::: Records provided :::

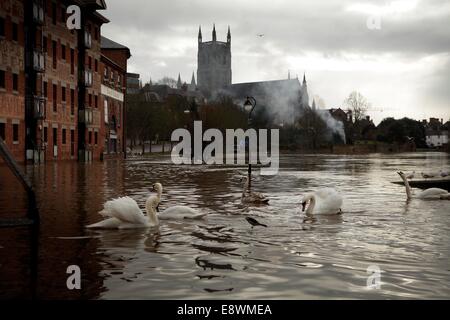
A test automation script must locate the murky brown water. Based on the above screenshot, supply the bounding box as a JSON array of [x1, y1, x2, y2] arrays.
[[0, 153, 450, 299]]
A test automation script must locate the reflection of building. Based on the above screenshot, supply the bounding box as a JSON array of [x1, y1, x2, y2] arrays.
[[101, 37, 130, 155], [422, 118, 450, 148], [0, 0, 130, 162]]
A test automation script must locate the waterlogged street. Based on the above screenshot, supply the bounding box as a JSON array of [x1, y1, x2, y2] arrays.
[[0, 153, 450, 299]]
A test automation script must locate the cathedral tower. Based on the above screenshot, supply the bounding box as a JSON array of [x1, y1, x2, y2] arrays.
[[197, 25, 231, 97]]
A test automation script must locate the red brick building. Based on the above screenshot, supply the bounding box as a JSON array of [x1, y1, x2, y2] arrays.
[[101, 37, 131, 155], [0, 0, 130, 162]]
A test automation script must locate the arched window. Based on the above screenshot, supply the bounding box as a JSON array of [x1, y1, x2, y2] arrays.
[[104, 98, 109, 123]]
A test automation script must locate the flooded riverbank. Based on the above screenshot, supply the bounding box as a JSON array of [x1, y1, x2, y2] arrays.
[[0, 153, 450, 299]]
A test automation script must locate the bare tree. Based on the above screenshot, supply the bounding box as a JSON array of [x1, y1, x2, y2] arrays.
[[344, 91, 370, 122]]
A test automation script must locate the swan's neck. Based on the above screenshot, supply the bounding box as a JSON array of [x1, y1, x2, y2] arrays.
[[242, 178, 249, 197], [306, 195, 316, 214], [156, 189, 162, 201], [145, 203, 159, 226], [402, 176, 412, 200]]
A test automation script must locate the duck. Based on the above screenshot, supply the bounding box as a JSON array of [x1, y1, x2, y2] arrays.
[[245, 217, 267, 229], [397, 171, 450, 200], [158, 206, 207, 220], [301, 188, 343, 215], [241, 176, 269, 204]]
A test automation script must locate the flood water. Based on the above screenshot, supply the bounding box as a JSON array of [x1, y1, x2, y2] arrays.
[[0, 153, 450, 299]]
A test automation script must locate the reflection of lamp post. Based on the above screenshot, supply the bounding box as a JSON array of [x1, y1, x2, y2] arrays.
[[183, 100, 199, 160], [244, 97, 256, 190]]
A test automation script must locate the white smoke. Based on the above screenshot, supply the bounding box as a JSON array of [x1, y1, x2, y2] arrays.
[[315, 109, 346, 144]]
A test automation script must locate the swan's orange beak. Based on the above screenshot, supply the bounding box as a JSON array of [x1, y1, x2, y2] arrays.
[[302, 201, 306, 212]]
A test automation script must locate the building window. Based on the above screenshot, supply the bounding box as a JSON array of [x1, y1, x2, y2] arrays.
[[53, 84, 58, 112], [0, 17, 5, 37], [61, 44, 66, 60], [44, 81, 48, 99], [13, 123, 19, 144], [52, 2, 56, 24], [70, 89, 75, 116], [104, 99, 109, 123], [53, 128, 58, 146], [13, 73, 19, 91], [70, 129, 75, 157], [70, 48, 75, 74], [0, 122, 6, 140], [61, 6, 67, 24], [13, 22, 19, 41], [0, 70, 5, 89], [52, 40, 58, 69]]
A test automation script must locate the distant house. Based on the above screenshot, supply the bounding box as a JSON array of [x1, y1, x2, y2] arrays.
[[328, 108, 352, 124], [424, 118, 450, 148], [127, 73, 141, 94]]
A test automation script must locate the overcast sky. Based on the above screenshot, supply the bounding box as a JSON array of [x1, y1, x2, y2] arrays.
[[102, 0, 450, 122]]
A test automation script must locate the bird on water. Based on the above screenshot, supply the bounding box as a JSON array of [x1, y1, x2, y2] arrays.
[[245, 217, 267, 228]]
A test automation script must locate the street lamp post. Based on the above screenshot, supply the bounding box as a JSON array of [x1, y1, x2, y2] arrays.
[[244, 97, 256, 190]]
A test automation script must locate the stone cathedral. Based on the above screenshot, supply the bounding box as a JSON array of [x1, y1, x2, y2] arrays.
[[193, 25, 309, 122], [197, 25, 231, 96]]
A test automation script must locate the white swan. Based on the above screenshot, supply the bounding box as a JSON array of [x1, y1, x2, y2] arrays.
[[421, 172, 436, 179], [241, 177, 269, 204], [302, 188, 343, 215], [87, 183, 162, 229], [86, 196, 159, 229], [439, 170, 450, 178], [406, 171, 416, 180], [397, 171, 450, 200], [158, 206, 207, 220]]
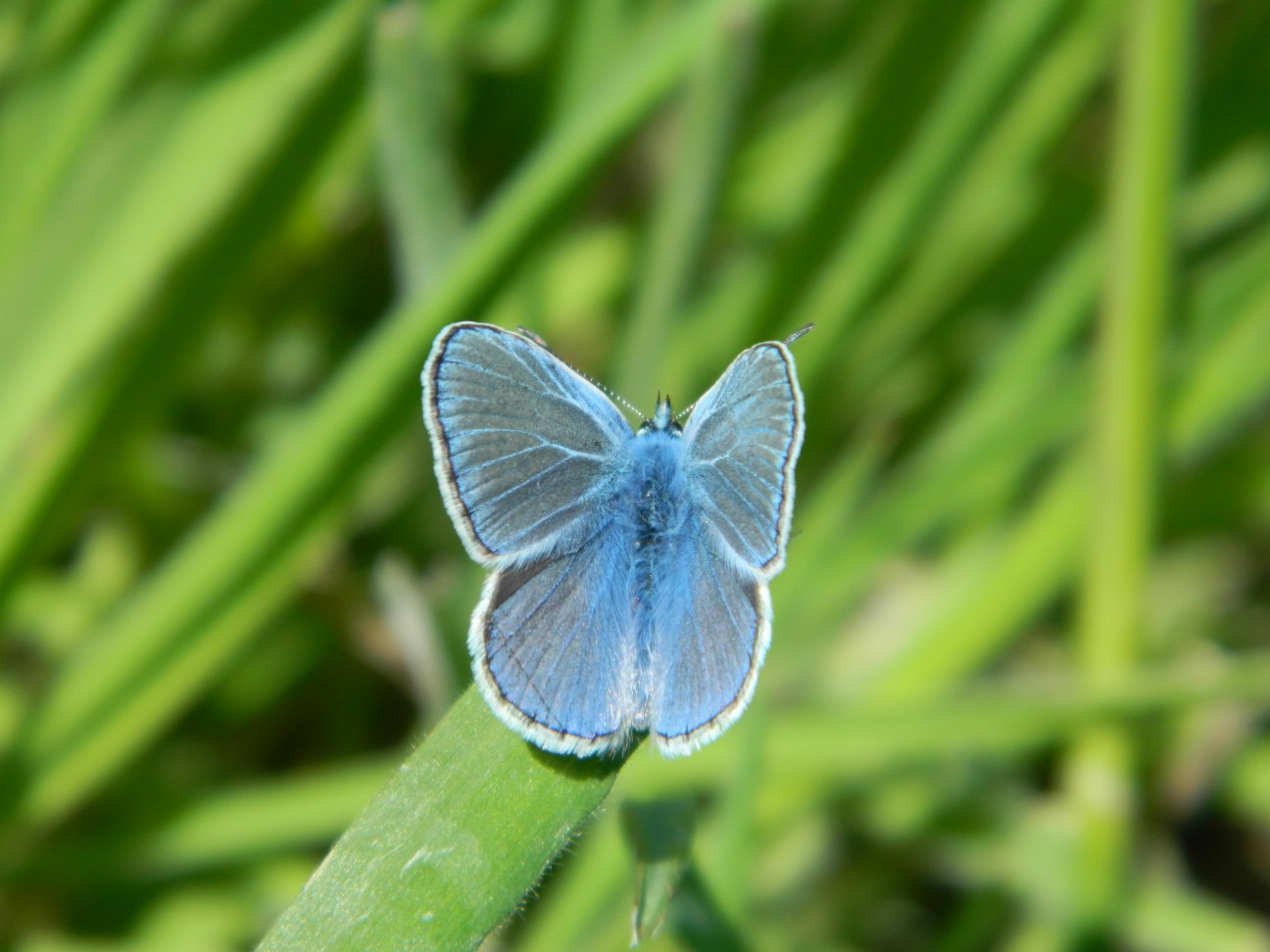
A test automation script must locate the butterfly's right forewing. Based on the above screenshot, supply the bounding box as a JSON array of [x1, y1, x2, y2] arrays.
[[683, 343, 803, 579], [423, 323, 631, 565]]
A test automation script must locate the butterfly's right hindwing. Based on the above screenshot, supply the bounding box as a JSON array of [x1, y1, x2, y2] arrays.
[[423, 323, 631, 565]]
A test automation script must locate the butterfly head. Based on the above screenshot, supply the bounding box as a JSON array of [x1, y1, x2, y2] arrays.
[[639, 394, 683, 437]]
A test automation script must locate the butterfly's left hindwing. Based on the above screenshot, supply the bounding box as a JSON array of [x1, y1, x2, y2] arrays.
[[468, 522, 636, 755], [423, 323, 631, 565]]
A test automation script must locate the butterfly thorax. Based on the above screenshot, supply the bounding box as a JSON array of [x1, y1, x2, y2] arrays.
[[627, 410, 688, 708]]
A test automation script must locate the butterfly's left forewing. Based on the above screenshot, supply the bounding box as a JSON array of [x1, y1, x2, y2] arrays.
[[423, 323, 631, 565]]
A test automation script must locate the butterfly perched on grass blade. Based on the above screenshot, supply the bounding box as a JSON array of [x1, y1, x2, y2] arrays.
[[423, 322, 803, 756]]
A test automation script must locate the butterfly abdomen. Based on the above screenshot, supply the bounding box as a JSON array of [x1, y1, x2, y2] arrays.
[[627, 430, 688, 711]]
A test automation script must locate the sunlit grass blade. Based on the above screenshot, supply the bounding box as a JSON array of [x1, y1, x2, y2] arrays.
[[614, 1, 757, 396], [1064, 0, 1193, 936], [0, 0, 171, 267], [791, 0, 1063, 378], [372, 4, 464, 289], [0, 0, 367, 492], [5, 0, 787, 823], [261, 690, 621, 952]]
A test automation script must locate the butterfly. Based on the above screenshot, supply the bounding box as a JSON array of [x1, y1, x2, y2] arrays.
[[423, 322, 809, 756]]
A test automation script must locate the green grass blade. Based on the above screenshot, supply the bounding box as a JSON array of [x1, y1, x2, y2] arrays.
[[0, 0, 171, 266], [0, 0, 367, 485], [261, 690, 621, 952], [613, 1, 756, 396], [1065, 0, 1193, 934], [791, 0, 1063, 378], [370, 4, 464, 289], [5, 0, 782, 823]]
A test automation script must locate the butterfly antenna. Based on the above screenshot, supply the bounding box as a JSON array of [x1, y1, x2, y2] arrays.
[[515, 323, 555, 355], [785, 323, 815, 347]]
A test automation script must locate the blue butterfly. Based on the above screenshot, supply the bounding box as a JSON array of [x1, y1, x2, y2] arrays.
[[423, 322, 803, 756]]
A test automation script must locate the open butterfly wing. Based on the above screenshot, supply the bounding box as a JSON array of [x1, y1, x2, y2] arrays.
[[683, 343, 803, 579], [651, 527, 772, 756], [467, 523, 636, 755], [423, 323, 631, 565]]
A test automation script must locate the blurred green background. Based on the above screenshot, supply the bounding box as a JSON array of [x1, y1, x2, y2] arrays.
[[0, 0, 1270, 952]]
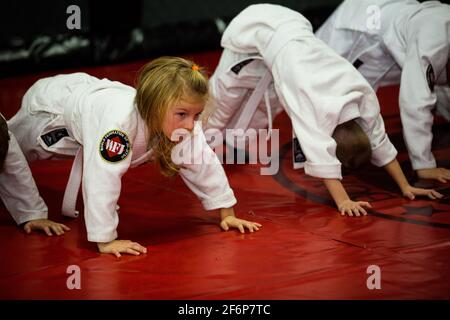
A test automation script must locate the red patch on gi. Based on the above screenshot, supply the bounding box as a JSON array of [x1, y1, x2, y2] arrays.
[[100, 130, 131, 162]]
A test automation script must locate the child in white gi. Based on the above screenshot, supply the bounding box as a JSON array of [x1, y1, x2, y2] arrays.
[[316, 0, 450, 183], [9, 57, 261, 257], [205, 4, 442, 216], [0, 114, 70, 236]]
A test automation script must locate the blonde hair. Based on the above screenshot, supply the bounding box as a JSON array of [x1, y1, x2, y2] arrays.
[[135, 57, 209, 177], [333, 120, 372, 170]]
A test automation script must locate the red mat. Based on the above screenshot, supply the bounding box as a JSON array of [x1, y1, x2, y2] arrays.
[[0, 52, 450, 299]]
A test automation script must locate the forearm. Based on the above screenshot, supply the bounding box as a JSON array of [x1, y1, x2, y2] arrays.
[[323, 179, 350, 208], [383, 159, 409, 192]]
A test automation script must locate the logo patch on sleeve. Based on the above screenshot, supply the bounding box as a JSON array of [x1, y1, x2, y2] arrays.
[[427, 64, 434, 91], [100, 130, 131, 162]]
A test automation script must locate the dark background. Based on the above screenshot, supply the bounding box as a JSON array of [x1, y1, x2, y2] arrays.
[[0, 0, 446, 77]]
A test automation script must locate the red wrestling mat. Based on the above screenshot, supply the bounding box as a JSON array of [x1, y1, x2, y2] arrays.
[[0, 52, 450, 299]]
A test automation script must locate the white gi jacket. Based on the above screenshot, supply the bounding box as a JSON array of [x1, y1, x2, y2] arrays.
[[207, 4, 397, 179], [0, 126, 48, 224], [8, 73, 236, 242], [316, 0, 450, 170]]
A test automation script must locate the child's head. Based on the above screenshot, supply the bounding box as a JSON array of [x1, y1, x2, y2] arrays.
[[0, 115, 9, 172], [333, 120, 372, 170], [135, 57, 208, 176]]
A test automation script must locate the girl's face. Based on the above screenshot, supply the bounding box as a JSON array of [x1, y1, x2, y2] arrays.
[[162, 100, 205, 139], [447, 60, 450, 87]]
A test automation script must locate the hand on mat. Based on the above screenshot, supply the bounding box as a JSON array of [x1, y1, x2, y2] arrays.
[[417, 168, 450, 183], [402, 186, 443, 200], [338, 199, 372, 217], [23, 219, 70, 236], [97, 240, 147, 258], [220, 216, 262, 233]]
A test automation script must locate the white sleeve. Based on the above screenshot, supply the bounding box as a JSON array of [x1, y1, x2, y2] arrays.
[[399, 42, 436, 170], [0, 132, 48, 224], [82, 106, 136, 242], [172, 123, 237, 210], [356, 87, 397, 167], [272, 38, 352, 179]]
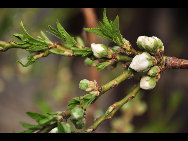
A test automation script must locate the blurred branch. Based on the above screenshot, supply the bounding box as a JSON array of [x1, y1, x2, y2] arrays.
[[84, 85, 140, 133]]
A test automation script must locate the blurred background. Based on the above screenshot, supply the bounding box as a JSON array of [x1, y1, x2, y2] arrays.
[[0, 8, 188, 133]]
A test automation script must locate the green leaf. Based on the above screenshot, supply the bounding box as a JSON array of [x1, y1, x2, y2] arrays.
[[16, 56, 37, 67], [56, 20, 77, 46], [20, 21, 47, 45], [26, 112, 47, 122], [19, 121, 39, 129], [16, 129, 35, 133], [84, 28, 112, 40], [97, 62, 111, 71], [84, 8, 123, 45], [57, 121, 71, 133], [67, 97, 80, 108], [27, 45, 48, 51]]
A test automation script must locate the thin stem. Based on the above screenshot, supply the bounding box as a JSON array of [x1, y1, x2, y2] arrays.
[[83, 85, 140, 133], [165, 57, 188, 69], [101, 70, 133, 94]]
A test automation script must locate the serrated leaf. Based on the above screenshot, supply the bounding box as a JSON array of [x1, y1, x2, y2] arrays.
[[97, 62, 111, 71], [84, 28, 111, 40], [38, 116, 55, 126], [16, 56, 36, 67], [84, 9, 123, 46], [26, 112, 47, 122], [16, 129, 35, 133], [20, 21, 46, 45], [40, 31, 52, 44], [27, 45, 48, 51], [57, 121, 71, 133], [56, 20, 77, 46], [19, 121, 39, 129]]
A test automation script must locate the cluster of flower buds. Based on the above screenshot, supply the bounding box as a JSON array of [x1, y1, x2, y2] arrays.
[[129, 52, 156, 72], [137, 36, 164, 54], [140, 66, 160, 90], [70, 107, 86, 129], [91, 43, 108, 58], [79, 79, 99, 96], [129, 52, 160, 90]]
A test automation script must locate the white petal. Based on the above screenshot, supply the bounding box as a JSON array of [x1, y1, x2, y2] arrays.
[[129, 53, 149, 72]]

:::

» **Given exercise**:
Retype the lines exactly as they appear, beginning with the line that contains "A test automation script must locate the white sleeve." and ending with the final line of the entries, and omit the pictures.

» **Result of this exercise**:
A test automation script must locate the white sleeve. Based on the above screenshot, supply the bounding box as a JSON array of [x1, y1, x2, y2] arrays.
[[399, 42, 436, 170], [0, 132, 48, 224], [82, 106, 136, 242], [172, 123, 237, 210], [356, 87, 397, 167], [272, 38, 352, 179]]
A test automation script must locate the blurred branch. Based on the above screenshot, supply the bounding box as a JSON array of [x1, y1, x2, y2] arrays.
[[84, 85, 140, 133]]
A test automation script must locate the blurred background. Based on the above screenshot, supply the bounding box as a JSON array of [x1, y1, x2, y2] arrays.
[[0, 8, 188, 133]]
A test automation script must locate the green leaf. Based on the above screenshot, supply the bounding box as a JSON array of [x1, y1, x2, y2] arrays.
[[16, 56, 37, 67], [56, 20, 77, 46], [20, 21, 47, 45], [26, 112, 47, 122], [19, 121, 39, 129], [16, 129, 35, 133], [84, 28, 112, 40], [97, 62, 111, 71], [84, 8, 123, 45], [57, 121, 71, 133], [67, 97, 80, 108], [27, 45, 48, 51]]
A test automation script must locate the thin stem. Based on the above screenshot, supply the bounding box as a JSON array of [x1, y1, x2, y2] arrays.
[[83, 85, 140, 133], [165, 57, 188, 69], [101, 70, 133, 94]]
A test automation script must locate the serrated leaf. Based on the above screenshot, supply the bounding box as a JSON array of [x1, y1, x2, y2] arrays.
[[97, 62, 111, 71], [84, 28, 111, 40], [38, 116, 55, 126], [16, 56, 36, 67], [84, 9, 123, 46], [26, 112, 47, 122], [16, 129, 35, 133], [20, 21, 46, 45], [40, 31, 52, 44], [27, 45, 48, 51], [57, 121, 71, 133], [56, 20, 77, 46], [19, 121, 39, 129]]
A test automation script must locate the cluster of flower buds. Based on the above screenshot, supply the bounding box as a JSON array of [x1, y1, x2, y2] arrays.
[[129, 52, 156, 72], [137, 36, 164, 54], [140, 66, 160, 90], [70, 107, 86, 129], [91, 43, 108, 58], [79, 79, 99, 96], [129, 52, 160, 90]]
A test automation script must locate the white petal. Based on the above screenshot, supply the bounding box as a JSON array of [x1, y1, x2, y2] arrays.
[[129, 53, 149, 72]]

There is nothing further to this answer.